PROBLEM TO SOLVE. Every line of the data below must be given again exactly.

╭─ SOURCE INFORMATION

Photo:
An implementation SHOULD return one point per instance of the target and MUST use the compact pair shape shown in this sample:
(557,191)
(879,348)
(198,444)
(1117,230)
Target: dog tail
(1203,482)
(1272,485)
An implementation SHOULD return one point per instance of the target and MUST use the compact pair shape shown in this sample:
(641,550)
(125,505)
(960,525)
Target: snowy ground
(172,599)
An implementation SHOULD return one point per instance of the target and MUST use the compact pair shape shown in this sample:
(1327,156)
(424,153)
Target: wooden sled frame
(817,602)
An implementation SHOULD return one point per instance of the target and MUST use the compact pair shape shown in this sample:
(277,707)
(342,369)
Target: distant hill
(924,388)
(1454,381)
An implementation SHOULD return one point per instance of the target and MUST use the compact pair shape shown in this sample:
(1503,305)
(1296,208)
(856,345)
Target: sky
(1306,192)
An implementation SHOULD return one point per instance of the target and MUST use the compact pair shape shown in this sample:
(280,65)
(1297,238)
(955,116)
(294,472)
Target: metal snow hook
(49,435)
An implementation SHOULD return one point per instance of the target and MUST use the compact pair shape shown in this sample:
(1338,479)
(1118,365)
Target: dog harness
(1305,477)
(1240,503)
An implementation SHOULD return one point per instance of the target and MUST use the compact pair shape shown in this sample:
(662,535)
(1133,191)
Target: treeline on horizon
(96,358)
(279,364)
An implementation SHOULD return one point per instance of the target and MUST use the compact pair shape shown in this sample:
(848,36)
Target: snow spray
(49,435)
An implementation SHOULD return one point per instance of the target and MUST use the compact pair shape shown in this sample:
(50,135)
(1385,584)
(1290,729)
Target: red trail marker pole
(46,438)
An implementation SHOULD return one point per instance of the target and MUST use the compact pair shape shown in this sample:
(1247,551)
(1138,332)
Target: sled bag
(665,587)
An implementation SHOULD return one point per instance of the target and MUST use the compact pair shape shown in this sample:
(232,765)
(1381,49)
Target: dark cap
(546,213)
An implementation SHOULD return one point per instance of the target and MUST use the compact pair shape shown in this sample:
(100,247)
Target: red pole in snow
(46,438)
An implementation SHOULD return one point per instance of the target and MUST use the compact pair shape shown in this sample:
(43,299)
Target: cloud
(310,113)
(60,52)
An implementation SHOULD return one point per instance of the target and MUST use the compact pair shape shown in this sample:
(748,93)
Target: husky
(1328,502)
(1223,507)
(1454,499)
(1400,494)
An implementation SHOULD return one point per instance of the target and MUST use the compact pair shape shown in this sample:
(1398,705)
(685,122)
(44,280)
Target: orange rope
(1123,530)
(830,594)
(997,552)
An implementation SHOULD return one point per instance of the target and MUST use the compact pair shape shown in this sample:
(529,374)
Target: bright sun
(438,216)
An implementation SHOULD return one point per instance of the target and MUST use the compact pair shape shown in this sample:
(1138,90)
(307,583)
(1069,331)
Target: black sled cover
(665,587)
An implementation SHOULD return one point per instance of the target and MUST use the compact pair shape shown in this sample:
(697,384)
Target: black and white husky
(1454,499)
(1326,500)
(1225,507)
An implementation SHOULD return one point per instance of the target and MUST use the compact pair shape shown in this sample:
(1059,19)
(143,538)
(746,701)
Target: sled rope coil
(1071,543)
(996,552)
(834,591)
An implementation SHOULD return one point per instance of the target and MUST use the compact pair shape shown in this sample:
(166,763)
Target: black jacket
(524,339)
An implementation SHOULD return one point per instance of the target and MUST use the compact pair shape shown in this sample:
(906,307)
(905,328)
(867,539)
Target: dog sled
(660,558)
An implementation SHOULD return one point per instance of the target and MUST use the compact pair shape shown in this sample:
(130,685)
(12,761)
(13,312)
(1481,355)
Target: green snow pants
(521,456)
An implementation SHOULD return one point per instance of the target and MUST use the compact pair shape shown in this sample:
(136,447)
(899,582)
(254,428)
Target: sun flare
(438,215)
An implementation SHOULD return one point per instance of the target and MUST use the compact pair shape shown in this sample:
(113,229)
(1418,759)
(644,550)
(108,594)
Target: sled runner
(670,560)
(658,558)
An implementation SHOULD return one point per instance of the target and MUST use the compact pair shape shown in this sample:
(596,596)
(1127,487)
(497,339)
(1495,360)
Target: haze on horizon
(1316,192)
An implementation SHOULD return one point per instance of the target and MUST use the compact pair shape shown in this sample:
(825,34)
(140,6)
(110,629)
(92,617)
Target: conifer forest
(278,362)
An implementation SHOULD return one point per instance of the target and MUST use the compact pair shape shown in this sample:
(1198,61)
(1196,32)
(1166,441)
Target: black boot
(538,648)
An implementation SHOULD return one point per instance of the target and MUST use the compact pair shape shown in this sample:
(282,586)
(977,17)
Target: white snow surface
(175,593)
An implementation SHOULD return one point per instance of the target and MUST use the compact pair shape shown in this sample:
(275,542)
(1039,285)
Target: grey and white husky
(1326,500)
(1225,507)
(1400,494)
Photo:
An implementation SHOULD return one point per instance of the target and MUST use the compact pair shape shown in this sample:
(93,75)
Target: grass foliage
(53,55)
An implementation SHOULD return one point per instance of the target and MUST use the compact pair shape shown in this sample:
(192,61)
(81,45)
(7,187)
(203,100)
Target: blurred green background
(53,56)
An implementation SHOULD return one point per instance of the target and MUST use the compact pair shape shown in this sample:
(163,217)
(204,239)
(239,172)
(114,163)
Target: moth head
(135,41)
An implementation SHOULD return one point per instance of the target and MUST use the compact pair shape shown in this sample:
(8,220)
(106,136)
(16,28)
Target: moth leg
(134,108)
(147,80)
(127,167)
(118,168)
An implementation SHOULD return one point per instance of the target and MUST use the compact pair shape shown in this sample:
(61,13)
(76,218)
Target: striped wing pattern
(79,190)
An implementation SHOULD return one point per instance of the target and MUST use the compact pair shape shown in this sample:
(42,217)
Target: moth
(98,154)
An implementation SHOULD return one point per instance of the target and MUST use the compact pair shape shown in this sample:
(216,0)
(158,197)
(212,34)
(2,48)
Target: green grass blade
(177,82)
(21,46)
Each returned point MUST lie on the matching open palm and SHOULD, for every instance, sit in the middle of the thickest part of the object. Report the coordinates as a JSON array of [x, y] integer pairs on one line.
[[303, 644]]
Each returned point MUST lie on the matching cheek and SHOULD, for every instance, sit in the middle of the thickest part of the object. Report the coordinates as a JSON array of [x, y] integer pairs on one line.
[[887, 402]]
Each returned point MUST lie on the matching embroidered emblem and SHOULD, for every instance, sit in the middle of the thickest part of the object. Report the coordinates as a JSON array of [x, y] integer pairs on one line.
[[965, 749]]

╰─

SOLUTION.
Photo:
An implementation SHOULD return one point per instance of the target and MUST use the compact pair shape shown in this sample:
(557,191)
(879,348)
(198,444)
(1117,230)
Target: dog tail
(1203,482)
(1272,485)
An implementation SHOULD return one point per instance of the target and MUST use the compact pair shape shown in this sample:
(641,550)
(125,505)
(960,525)
Target: snowy ground
(172,599)
An implementation SHOULD return one point per instance of the target and MUST use the compact pair shape shown in this sample:
(1327,156)
(424,153)
Target: wooden sled frame
(817,602)
An implementation SHOULD return one point per instance of the target and MUST use the compact pair shape shown in this sample:
(277,707)
(342,369)
Target: distant hill
(924,388)
(1454,381)
An implementation SHOULD return one point per instance of the target and MUST use the compact pair shape shown in this sample:
(1503,305)
(1296,208)
(856,345)
Target: sky
(1306,192)
An implementation SHOULD return one point per instance of the target and MUST use the compact pair shape shown in this sample:
(280,65)
(1297,238)
(955,116)
(294,472)
Target: metal snow hook
(49,435)
An implementation SHOULD return one point per instance of the target and MUST use the compact pair shape shown in this sample:
(1338,479)
(1118,365)
Target: dog harness
(1305,477)
(1240,503)
An implementation SHOULD return one point per instance of the target and MUST use the compact pair shape shown in this sample:
(662,535)
(1133,191)
Target: treeline on horizon
(96,358)
(279,364)
An implementation SHOULD return one point per instance of the target and MUST use the compact pair shape shown in this sample:
(848,36)
Target: snow spray
(49,435)
An implementation SHOULD return one point per instance of the target and MUST use the compact pair shape shown in this sample:
(50,135)
(1385,584)
(1290,729)
Target: red trail marker pole
(46,438)
An implementation SHOULD return one point per instance of the target and MUST use the compact pair shape shown in this sample:
(1247,551)
(1138,332)
Target: sled bag
(665,587)
An implementation SHOULD return one point per instance of the target and MUST use the compact pair shape shown in this sample:
(232,765)
(1381,49)
Target: dark cap
(546,213)
An implementation SHOULD return one point per instance of the target and MUST use the compact pair shape shown in this sample:
(100,247)
Target: red pole in snow
(46,438)
An implementation SHOULD return one point per instance of the target and MUST use the compact pair shape shown in this sample:
(43,299)
Target: cloud
(310,113)
(60,52)
An implementation SHOULD return one point per instance of the target and MUST use the compact pair shape shown in this sample:
(748,93)
Target: husky
(1328,502)
(1223,507)
(1454,499)
(1400,494)
An implementation SHOULD return one point per instance of the target and MUST use the compact pair shape shown in this sample:
(1398,705)
(685,122)
(44,280)
Target: orange rope
(1123,530)
(830,594)
(997,552)
An implementation SHOULD return one point per instance of the target and MUST use the compact pair shape shown in this sample:
(529,374)
Target: bright sun
(438,216)
An implementation SHOULD return one point per instance of the target and MUST use the compact pair shape shown in this sample:
(1138,90)
(307,583)
(1069,331)
Target: black sled cover
(665,587)
An implementation SHOULD return one point per instance of the target and MUST use the compact pair shape shown in this sample:
(697,384)
Target: black and white husky
(1454,499)
(1326,500)
(1225,507)
An implementation SHOULD return one point per instance of the target and MUST use the compact pair shape shown in this sample:
(1059,19)
(143,538)
(746,701)
Target: sled rope coil
(1071,543)
(996,552)
(834,591)
An implementation SHOULD return one point per instance of the target and MUST use the compact pair shape shown in this sample:
(166,763)
Target: black jacket
(524,339)
An implementation SHOULD return one point per instance of the target and MUST use the compact pair shape shown in this sample:
(906,307)
(905,328)
(867,539)
Target: dog sled
(660,558)
An implementation SHOULD return one point per instance of the target and MUST use the compact pair shape shown in this sample:
(130,685)
(12,761)
(13,312)
(1481,355)
Target: green snow pants
(521,456)
An implementation SHOULD return one point per instance of the target and MUST use the compact pair shape shown in this sample:
(136,447)
(899,582)
(254,428)
Target: sun flare
(438,215)
An implementation SHOULD return one point per instance of the target and MUST use the compact pair shape shown in this sample:
(113,229)
(1418,759)
(644,550)
(108,594)
Target: sled runner
(670,560)
(658,558)
An implementation SHOULD return one point per instance of the target and MUST use the compact pair shape shown in this sample:
(596,596)
(1127,487)
(497,339)
(1495,360)
Target: haze on horizon
(1316,192)
An implementation SHOULD return one point per instance of the target and MUST use the compact pair shape shown in this sample:
(825,34)
(140,6)
(110,629)
(92,617)
Target: conifer forest
(278,362)
An implementation SHOULD return one point per instance of the target and MUST use the compact pair shape shown in this sample:
(1198,61)
(1196,32)
(1166,441)
Target: black boot
(538,648)
An implementation SHOULD return one point per instance of the target and MUST use the compact pair shape shown in this sample:
(282,586)
(977,17)
Target: white snow surface
(175,593)
An implementation SHOULD return one point per instance of the target and MUST use the compact pair shape shown in this sample:
(275,542)
(1039,285)
Target: grey and white husky
(1326,500)
(1225,507)
(1400,494)
Photo:
An implementation SHOULD return one point per instance of the target and MUST use the compact pair shape shown in this sample:
(93,75)
Target: grass foliage
(53,55)
An implementation SHOULD return one point per instance of the target and MUST use the compact pair shape shown in this sample:
(192,61)
(81,45)
(7,187)
(203,100)
Target: blurred green background
(53,56)
An implementation SHOULD return one point per instance of the target and MUST use the compact pair shape shown in this sample:
(163,217)
(204,239)
(239,172)
(114,163)
Target: moth head
(135,41)
An implementation SHOULD return one point per instance of the target and MUST use the compact pair shape shown in this sample:
(8,220)
(106,136)
(16,28)
Target: moth leg
(134,108)
(147,80)
(127,167)
(118,168)
An implementation SHOULD return one point per instance of the target and MUST use the compact pair shape shown in this sample:
(61,13)
(76,218)
Target: striped wing pattern
(79,190)
An implementation SHOULD return one point per instance of the target and MUST use the compact pair shape shown in this sample:
(42,217)
Target: moth
(98,154)
An implementation SHOULD return one point per instance of the target and MUST use the compact pair shape shown in this sample:
(216,0)
(158,197)
(212,34)
(2,48)
Target: green grass blade
(177,82)
(21,46)
Each returned point MUST lie on the matching open palm and SHOULD, for every instance, sit in the middle of the thickest part of the object. Report the coordinates as a JSON array of [x, y] integer pairs on one line.
[[303, 644]]
Each returned point MUST lie on the matching cheek and SHOULD, for every instance, sit in the middle of the thickest part of the object. Report the coordinates as a JSON array of [x, y] integer pairs on one line.
[[887, 402]]
Each returned point MUST lie on the matching embroidered emblem and SHOULD, for every instance, sit in the middle of the thickest part of the object. Report the coordinates as a JSON array of [x, y] integer pairs on one line.
[[965, 749]]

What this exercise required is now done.